Say how many of the lines below contain the word "woman"; nothing else belongs in the answer.
Segment Start: Provided material
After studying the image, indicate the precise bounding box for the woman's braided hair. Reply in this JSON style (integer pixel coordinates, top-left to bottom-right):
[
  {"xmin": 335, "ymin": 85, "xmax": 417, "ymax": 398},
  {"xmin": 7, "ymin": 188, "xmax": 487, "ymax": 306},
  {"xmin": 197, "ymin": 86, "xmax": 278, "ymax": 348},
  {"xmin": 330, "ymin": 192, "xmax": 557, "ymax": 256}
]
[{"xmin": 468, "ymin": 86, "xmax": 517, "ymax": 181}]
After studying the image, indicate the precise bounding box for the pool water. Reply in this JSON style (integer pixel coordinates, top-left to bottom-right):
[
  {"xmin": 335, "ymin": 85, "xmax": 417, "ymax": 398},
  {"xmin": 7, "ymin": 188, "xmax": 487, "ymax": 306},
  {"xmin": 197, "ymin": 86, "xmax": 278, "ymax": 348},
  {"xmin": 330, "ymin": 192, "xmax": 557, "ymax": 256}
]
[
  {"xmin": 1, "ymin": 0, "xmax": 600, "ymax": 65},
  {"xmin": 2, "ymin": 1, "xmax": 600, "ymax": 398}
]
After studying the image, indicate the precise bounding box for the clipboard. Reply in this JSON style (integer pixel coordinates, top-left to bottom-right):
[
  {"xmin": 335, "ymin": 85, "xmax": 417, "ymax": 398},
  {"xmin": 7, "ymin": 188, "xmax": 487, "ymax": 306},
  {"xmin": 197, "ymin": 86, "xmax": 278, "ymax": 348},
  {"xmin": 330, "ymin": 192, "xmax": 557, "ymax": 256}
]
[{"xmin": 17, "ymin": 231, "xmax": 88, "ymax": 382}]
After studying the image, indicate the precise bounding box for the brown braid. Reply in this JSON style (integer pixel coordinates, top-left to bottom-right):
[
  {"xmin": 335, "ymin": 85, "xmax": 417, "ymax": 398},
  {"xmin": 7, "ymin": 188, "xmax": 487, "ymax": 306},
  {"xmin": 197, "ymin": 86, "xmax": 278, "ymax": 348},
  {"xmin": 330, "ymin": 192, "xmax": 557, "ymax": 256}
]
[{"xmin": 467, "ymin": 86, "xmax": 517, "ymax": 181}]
Segment End: Provided material
Segment Start: Provided material
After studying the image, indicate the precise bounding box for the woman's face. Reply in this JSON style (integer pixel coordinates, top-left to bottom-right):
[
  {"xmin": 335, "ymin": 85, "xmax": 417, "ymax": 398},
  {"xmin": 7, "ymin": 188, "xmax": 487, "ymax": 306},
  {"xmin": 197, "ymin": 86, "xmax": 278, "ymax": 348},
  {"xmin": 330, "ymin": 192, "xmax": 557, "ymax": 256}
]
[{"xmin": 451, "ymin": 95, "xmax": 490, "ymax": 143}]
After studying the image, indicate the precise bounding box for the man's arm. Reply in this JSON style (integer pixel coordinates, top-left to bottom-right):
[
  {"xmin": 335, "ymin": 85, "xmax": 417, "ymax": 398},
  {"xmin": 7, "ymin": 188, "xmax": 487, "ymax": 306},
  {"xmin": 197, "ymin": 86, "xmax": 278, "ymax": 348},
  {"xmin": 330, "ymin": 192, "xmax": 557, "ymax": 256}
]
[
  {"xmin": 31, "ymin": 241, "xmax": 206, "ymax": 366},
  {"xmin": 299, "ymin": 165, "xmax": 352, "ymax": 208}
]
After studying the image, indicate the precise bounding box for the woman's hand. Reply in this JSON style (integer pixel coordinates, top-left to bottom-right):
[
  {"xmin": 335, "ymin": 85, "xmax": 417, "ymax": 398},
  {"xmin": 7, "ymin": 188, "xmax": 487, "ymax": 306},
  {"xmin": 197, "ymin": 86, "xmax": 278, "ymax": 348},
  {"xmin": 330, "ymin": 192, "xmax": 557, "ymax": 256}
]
Segment End: Provided material
Result below
3